Copy exactly the lines of the data below that run from the line holding "like point(286, 450)?" through the line holding "Target: reflection in lake", both ends included.

[Referring expression pointing data]

----

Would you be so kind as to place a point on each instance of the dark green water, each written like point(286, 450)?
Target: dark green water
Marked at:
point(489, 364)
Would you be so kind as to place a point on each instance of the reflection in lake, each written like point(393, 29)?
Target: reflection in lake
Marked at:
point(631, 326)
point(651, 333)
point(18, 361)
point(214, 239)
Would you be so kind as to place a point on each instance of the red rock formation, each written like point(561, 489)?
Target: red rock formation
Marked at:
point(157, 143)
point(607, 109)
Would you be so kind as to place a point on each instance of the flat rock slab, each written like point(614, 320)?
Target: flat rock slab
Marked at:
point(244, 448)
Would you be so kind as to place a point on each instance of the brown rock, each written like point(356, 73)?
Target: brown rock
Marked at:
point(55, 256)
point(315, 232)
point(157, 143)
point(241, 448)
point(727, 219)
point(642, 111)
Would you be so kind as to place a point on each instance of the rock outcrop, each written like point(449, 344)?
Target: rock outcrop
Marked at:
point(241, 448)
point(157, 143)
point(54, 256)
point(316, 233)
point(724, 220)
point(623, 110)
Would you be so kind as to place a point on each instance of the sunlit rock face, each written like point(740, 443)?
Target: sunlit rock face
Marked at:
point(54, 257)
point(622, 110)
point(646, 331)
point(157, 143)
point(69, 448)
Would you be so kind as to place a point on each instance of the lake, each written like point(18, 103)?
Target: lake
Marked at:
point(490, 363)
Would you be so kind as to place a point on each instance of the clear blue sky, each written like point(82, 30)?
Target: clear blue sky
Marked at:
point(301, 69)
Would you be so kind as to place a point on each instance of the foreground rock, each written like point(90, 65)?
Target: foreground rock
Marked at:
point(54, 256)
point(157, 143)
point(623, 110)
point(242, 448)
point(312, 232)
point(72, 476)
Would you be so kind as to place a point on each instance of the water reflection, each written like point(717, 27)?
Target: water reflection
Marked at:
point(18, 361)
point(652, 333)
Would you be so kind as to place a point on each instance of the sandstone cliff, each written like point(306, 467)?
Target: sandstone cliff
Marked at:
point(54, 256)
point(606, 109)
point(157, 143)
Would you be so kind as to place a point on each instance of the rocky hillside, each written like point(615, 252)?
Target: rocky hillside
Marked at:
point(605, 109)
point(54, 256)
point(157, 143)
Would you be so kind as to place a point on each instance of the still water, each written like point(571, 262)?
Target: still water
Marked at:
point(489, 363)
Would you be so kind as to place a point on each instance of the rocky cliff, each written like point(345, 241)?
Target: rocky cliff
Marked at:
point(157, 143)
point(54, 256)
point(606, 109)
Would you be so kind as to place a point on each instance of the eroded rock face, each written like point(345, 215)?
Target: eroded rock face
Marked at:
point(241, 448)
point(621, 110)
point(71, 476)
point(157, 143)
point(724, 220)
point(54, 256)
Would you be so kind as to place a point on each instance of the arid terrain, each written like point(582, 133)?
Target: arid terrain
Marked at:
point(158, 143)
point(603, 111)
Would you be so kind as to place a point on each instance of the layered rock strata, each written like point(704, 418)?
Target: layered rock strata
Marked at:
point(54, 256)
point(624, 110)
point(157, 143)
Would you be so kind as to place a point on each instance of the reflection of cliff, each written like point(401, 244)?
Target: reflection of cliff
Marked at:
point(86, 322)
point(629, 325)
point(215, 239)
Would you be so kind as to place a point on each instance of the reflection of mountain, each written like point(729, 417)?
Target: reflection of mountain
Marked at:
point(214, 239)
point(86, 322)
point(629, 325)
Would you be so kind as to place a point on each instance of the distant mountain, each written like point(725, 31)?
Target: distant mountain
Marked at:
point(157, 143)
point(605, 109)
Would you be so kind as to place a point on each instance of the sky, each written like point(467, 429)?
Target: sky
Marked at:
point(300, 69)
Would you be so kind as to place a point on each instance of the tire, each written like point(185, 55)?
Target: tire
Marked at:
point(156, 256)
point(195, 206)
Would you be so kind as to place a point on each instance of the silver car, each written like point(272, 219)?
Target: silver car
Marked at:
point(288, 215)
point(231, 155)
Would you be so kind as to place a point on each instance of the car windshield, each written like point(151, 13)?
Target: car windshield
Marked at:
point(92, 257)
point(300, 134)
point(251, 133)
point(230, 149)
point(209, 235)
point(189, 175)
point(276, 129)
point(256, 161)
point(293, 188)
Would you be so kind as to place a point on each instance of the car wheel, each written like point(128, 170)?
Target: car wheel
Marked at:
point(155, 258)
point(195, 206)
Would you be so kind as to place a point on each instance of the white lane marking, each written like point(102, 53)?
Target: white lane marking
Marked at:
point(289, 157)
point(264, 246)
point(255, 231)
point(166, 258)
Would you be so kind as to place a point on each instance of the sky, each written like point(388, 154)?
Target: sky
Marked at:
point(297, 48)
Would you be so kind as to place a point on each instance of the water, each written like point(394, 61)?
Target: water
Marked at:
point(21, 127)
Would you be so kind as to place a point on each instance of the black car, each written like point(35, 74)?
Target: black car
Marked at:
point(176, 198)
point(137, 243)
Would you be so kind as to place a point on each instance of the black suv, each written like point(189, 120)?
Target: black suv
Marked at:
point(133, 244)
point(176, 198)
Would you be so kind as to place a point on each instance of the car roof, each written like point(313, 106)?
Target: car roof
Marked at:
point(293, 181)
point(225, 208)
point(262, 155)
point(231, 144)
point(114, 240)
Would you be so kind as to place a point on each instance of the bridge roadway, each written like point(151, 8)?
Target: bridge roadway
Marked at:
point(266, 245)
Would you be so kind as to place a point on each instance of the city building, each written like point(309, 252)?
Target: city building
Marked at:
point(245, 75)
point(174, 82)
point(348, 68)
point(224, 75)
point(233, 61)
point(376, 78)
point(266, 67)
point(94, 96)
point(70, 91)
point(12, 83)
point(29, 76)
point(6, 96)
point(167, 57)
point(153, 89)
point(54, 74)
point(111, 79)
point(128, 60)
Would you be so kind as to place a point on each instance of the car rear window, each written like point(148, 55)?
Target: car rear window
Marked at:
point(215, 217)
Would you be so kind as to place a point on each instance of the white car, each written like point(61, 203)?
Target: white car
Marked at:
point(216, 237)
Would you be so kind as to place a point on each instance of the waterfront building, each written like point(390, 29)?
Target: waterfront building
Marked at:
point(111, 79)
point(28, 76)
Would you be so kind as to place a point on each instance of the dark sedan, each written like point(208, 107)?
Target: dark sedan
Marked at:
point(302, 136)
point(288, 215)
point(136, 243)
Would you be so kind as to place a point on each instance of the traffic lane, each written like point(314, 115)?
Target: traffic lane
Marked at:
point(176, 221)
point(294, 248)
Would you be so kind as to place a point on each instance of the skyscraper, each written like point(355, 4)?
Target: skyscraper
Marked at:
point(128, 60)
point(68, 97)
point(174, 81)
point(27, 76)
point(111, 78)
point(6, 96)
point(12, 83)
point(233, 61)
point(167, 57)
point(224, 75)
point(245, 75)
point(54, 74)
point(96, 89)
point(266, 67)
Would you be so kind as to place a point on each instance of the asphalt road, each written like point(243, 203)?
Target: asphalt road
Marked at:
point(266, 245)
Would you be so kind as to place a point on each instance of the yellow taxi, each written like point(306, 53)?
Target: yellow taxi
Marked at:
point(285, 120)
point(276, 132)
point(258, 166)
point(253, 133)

----

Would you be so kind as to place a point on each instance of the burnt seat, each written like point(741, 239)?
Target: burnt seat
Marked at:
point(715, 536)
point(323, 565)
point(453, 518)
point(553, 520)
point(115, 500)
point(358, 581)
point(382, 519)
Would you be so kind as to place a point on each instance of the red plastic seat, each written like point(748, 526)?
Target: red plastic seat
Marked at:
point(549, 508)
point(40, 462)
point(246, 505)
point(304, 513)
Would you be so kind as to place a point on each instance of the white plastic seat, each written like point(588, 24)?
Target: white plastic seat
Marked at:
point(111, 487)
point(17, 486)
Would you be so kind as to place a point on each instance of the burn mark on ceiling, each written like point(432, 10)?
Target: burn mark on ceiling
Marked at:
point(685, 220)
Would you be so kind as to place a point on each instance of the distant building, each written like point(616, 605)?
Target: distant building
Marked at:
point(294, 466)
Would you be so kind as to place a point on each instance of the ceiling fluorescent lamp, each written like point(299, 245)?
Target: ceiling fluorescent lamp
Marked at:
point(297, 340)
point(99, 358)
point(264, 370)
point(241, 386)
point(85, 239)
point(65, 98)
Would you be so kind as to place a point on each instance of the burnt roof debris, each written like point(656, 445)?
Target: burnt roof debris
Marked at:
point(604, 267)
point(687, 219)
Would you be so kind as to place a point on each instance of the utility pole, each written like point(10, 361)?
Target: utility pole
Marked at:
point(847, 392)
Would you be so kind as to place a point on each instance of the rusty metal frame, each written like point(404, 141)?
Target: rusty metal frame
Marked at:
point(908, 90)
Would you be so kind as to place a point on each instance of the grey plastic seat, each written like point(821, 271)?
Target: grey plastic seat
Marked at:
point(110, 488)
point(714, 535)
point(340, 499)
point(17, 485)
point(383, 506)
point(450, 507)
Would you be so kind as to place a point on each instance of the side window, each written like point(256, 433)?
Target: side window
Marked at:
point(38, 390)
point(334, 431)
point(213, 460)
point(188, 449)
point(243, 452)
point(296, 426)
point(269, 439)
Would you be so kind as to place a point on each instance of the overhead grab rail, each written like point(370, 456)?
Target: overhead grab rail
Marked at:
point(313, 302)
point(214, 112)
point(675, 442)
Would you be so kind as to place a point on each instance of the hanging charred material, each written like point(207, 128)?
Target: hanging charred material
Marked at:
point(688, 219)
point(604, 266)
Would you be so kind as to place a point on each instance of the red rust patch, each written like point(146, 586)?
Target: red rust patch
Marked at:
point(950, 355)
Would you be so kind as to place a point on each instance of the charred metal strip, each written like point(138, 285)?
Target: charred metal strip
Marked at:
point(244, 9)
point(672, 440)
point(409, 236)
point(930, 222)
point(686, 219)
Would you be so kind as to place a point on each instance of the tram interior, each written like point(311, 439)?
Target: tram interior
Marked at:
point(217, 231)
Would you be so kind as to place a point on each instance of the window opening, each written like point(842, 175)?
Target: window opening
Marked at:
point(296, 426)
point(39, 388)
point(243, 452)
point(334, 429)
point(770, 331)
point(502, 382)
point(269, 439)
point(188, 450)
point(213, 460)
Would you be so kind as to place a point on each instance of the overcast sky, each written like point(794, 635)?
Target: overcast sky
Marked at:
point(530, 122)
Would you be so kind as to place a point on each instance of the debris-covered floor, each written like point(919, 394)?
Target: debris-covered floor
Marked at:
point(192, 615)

----

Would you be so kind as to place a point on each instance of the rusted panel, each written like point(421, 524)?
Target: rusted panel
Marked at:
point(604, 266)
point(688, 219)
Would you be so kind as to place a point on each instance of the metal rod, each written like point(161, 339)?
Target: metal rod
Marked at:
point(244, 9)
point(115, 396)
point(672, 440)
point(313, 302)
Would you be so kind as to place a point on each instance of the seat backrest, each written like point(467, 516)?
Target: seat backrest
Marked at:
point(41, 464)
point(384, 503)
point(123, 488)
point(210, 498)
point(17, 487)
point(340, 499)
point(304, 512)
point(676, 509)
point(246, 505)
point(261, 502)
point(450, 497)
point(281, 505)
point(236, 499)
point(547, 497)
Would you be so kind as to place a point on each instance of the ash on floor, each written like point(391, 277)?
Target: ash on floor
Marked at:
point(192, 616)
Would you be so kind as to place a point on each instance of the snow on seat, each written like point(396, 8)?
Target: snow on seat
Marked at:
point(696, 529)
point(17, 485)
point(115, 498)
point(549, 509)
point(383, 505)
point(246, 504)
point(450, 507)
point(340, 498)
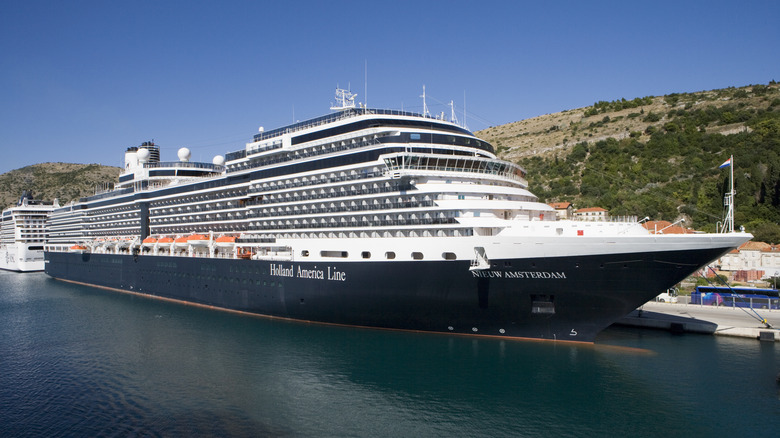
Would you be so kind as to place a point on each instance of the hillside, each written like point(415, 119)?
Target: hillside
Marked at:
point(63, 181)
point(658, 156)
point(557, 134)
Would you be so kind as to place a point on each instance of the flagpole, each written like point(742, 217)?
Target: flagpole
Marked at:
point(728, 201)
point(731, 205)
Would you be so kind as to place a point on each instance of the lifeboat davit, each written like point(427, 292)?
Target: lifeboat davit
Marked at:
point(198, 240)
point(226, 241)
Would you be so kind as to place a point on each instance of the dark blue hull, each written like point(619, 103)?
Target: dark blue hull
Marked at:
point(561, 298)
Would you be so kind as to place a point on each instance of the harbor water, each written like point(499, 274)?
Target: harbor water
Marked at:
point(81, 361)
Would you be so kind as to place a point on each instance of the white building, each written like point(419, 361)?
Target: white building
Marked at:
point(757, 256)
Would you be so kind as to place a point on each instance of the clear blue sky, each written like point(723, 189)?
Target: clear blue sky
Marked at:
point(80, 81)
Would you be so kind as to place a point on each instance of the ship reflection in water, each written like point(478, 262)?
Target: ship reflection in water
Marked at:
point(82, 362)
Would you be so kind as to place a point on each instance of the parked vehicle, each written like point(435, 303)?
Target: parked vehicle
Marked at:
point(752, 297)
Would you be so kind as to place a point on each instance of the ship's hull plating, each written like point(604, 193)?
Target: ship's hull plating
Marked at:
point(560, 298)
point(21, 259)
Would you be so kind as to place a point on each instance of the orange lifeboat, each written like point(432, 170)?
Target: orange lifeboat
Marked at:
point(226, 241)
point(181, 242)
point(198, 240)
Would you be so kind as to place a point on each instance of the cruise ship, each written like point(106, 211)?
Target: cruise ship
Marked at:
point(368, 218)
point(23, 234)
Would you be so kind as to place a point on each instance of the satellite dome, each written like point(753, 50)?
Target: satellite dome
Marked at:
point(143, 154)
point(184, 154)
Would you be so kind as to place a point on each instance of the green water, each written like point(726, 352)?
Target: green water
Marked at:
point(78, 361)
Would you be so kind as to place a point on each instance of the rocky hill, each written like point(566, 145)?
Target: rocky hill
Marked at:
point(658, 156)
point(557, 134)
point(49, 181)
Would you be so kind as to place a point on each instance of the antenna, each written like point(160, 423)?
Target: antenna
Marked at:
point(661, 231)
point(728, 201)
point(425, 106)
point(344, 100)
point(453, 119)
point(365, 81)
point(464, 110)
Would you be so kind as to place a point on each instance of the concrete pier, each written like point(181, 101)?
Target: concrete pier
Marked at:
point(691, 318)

----

> _ANSWER FOR THIS EXERCISE_
Would you be so kind as to place a point on each instance of the dark green water, each written like point(286, 450)?
Target: dark green water
Marked at:
point(489, 364)
Would you be so kind as to place a point on each instance of the reflection in lake, each written like point(393, 29)?
Target: reflection in lake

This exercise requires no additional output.